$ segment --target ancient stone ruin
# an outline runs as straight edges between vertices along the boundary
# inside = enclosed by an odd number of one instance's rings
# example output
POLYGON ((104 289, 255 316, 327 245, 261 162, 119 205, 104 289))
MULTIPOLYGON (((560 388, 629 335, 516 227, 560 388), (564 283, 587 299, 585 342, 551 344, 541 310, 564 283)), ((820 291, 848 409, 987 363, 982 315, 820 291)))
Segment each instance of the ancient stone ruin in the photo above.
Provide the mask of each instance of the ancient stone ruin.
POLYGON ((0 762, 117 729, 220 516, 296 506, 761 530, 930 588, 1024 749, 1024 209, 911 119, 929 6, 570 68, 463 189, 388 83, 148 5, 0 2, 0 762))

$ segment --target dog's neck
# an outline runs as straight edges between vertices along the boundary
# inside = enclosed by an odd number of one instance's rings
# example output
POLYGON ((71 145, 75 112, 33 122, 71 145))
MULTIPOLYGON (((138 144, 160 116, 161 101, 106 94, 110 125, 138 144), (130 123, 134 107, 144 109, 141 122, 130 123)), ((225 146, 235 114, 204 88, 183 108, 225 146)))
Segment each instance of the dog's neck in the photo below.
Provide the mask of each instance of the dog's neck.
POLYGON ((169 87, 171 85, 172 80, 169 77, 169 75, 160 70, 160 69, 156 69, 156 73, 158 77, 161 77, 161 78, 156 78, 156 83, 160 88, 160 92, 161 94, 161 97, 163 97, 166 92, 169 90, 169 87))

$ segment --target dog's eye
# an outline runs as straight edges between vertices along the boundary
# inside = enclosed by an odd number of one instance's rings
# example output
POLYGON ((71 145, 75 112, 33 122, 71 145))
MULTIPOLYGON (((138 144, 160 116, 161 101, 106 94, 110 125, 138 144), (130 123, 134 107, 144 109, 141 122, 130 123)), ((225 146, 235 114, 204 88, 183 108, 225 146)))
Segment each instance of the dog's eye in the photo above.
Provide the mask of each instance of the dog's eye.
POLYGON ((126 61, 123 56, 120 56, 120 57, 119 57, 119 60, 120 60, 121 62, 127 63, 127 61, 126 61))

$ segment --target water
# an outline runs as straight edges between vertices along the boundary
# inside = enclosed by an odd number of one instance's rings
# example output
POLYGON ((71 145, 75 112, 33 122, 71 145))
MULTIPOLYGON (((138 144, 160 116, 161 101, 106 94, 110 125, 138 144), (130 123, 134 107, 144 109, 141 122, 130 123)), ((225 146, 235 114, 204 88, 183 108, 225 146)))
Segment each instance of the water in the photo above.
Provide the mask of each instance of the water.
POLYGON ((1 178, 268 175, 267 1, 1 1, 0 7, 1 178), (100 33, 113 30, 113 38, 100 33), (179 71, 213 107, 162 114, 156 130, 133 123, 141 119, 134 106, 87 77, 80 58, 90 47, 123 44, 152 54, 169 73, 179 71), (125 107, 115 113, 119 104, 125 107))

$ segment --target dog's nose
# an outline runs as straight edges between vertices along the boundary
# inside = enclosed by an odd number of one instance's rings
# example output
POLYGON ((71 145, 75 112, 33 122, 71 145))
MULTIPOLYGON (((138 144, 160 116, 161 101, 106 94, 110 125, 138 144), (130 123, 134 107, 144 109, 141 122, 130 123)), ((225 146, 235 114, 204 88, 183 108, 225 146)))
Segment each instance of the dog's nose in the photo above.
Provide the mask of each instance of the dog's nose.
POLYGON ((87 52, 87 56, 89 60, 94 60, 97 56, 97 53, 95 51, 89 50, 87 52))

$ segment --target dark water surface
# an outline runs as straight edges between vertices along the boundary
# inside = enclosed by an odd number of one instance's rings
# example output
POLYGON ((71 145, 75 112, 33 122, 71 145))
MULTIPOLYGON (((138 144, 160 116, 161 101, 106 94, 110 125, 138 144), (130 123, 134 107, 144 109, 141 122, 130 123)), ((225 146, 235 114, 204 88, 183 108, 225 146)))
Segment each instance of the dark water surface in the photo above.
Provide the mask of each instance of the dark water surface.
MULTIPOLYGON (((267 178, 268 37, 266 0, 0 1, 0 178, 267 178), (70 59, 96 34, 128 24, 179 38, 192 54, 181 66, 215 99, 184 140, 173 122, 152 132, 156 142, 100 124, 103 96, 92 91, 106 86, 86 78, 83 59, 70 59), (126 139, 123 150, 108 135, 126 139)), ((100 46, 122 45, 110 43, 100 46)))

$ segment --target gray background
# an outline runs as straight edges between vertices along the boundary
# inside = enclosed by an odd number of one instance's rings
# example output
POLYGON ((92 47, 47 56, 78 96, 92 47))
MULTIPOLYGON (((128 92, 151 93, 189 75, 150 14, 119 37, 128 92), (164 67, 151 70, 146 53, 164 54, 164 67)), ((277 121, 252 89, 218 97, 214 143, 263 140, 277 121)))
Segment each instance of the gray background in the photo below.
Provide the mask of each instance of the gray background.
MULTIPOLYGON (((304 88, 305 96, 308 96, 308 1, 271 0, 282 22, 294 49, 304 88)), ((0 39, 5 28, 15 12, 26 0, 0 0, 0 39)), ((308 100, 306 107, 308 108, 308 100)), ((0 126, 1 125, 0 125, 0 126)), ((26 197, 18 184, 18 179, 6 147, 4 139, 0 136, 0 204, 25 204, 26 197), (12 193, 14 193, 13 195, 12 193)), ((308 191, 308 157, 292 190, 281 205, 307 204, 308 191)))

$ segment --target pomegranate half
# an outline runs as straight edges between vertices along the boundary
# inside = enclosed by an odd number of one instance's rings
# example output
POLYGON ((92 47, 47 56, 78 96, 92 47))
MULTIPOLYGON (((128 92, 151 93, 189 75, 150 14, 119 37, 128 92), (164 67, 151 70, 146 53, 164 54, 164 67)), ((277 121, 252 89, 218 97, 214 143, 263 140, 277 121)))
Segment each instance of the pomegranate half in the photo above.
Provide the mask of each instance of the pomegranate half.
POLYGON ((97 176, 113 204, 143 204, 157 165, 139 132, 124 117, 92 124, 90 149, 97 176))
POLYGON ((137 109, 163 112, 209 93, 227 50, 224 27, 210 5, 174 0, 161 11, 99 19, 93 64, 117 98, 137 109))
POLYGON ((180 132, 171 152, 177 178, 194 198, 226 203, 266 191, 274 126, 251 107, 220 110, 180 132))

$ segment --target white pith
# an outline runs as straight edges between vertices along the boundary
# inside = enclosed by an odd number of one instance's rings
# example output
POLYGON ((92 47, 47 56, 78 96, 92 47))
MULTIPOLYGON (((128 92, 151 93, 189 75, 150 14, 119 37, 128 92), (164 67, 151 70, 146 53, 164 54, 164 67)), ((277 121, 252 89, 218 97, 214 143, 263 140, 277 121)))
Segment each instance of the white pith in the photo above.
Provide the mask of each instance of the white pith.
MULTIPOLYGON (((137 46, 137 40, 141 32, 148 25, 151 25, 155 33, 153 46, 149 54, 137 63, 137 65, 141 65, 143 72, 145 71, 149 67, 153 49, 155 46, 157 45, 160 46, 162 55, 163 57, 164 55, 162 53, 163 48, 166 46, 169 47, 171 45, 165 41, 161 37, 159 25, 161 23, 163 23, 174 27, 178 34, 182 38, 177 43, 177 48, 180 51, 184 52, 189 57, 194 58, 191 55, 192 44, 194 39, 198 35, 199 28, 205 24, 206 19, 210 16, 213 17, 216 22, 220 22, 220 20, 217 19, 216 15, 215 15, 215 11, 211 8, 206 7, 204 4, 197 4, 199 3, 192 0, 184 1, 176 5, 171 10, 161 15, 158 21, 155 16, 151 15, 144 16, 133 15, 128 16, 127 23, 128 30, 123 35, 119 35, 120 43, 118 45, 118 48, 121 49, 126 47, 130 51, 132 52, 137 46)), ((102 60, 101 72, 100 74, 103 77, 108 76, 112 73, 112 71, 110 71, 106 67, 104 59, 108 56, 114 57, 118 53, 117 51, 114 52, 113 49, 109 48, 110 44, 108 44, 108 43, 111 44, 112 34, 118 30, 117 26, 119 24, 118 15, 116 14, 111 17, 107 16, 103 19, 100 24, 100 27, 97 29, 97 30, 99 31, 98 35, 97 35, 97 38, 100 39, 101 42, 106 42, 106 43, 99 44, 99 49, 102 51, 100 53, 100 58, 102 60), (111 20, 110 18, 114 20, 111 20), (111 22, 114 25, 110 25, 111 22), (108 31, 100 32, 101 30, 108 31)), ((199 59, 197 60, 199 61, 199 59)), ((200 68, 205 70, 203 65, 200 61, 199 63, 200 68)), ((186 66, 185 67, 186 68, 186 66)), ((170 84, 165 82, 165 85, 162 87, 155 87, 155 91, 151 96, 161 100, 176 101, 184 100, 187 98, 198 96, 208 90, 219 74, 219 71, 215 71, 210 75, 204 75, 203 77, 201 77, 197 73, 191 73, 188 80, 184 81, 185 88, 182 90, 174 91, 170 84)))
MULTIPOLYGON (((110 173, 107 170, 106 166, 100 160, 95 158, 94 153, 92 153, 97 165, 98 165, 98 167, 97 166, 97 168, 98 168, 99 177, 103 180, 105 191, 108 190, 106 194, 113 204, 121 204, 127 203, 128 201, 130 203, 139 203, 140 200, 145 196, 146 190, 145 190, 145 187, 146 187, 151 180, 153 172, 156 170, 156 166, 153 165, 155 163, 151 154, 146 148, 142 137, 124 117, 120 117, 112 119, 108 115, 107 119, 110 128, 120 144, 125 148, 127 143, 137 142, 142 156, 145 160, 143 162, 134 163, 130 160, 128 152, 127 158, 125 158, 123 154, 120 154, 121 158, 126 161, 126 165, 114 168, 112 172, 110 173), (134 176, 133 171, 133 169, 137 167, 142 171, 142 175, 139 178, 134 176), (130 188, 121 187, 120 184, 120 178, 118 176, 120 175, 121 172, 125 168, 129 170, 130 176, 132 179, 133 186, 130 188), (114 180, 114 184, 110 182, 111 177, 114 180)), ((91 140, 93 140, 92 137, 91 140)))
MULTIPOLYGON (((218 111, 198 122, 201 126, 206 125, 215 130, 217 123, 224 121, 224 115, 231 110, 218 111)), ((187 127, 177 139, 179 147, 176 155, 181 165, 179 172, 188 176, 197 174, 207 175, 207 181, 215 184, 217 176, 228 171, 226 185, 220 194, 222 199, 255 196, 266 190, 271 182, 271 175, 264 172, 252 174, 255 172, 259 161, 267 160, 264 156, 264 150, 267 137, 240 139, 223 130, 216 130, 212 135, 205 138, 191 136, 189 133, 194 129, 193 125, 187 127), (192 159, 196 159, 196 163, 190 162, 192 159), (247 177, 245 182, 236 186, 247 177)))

__Given request__
Convert the material from its first line through the line containing "POLYGON ((169 87, 171" into a Markdown table with the columns Row and Line. Number each row and omit blank lines.

__The reply__
| Row | Line |
|---|---|
| 1 | $ segment --target ancient stone ruin |
| 2 | # an outline runs as straight edges between vertices along the boundary |
| 3 | # inside = enclosed by an odd number of one instance's rings |
| 4 | # example output |
| 5 | POLYGON ((104 289, 255 316, 327 245, 261 162, 119 205, 104 289)) |
| 6 | MULTIPOLYGON (((560 388, 629 335, 516 227, 560 388), (564 283, 587 299, 585 342, 551 344, 541 310, 564 283)), ((820 291, 848 409, 987 363, 982 315, 820 291))) |
| 7 | Segment each instance of the ancient stone ruin in the photo above. |
| 8 | Provide the mask of each instance of the ancient stone ruin. |
| 9 | POLYGON ((0 762, 117 729, 220 516, 296 506, 761 530, 930 588, 1024 749, 1024 209, 911 119, 929 6, 570 68, 463 189, 388 83, 148 5, 0 2, 0 762)) |
| 10 | $ segment --target dog's neck |
| 11 | # an outline runs as straight edges between vertices along the boundary |
| 12 | # inside = enclosed by an odd number of one instance's rings |
| 13 | # example output |
| 14 | POLYGON ((71 145, 75 112, 33 122, 71 145)) |
| 15 | MULTIPOLYGON (((138 144, 160 116, 161 101, 106 94, 110 125, 138 144), (130 123, 134 107, 144 109, 141 122, 130 123)), ((225 146, 235 114, 204 88, 183 108, 225 146))) |
| 16 | Segment each instance of the dog's neck in the photo below. |
| 17 | Provide the mask of each instance of the dog's neck. |
| 18 | POLYGON ((169 87, 171 85, 172 80, 169 77, 169 75, 160 70, 160 69, 156 69, 156 73, 158 77, 161 77, 161 78, 156 78, 156 83, 160 88, 160 92, 161 94, 161 97, 163 97, 166 92, 169 90, 169 87)) |